• _Task objective_
Pick out every line in the material below that contains the word "church" and copy each of those lines in full. Letter case counts, so match it exactly.

• _Records for the task_
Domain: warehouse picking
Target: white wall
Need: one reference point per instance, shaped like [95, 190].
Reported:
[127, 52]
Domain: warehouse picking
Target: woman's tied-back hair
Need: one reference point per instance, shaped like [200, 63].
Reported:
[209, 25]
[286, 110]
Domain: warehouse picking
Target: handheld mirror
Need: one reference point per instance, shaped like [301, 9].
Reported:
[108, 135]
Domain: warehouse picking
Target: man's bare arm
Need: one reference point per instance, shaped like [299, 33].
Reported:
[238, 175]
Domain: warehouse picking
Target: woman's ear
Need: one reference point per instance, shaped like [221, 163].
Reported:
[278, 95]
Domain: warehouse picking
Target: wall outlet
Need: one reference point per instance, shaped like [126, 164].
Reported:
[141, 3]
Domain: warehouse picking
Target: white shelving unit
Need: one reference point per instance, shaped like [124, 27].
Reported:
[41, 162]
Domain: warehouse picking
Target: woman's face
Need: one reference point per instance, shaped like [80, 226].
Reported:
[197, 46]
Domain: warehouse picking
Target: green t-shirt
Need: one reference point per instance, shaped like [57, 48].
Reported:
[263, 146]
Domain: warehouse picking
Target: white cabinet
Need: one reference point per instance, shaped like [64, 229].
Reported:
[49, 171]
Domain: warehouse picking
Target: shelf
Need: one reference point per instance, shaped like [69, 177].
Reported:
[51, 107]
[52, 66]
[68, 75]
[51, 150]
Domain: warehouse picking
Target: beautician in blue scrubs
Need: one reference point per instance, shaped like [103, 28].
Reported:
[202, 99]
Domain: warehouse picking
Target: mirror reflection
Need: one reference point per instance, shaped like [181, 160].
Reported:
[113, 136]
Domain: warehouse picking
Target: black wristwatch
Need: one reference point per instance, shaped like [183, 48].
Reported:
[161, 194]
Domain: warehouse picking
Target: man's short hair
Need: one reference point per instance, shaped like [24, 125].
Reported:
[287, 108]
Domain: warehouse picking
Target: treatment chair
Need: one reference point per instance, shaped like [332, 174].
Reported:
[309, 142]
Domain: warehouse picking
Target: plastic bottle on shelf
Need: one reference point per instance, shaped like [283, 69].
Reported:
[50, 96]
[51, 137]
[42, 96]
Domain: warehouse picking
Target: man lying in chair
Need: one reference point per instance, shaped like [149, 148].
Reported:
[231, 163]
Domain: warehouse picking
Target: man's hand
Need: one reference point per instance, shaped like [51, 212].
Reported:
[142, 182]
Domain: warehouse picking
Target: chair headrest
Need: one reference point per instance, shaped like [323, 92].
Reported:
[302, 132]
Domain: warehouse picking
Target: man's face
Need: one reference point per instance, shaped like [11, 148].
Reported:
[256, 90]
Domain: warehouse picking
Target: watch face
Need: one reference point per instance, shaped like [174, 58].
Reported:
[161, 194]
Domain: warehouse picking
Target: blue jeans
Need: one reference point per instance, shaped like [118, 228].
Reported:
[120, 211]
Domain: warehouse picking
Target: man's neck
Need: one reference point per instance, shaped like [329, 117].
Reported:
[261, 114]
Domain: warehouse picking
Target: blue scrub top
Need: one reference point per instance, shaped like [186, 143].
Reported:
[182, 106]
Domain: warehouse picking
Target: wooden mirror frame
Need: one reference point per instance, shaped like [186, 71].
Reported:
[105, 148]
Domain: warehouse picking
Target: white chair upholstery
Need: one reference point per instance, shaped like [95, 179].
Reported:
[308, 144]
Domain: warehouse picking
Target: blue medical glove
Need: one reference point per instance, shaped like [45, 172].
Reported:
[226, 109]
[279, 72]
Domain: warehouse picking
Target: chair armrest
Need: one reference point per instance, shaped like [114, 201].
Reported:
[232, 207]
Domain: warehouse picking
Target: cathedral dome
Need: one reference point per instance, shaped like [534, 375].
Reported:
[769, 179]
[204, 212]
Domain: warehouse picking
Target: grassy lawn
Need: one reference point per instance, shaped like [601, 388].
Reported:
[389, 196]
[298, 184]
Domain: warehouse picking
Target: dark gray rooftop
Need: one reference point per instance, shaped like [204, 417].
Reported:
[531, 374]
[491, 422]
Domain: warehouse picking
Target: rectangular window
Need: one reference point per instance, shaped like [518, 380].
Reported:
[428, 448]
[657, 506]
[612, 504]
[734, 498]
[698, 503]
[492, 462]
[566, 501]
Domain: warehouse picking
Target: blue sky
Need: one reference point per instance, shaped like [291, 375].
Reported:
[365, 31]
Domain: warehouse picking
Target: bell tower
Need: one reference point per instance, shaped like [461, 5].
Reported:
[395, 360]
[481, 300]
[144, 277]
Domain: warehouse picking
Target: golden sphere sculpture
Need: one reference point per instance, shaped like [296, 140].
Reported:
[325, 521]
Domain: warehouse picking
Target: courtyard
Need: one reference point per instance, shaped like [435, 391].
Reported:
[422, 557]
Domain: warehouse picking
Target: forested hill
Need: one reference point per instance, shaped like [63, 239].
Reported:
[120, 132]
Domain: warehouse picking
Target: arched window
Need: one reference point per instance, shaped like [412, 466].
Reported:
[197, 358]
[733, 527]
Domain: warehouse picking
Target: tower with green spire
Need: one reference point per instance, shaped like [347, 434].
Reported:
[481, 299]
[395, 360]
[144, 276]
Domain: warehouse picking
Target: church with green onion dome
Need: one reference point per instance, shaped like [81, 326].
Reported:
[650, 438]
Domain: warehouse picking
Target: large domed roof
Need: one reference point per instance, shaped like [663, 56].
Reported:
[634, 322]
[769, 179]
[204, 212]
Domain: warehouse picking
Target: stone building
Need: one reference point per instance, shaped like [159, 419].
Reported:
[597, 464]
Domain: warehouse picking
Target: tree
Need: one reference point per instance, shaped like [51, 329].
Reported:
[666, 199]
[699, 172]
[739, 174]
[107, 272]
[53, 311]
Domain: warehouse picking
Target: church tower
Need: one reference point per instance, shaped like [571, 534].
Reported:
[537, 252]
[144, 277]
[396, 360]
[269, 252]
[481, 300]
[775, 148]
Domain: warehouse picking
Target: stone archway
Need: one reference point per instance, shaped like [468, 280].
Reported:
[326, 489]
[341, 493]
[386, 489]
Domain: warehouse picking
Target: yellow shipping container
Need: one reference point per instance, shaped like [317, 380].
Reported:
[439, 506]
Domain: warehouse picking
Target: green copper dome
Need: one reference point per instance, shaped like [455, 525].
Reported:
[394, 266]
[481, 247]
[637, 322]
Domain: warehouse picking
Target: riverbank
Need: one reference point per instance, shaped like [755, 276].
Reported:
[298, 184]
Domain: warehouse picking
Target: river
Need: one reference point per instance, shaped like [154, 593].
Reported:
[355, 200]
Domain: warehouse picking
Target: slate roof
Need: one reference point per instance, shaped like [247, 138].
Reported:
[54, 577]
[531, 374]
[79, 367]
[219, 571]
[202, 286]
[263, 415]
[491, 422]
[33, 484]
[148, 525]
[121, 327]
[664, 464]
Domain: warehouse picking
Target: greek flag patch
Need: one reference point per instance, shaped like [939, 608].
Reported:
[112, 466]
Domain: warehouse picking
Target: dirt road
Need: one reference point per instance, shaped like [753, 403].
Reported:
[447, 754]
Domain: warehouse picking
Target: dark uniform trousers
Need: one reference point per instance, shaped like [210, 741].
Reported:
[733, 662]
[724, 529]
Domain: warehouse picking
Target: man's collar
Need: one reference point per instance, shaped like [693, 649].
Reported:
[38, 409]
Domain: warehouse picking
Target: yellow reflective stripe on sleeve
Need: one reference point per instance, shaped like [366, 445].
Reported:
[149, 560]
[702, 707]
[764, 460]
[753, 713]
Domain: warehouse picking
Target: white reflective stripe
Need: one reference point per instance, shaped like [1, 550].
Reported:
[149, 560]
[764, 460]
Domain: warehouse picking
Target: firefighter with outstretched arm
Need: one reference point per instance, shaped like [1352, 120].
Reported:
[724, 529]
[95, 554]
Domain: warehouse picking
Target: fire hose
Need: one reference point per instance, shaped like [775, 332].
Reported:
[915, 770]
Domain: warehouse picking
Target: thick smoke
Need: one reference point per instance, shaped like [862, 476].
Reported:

• _Correct response_
Target: church with green onion dome
Target: church tower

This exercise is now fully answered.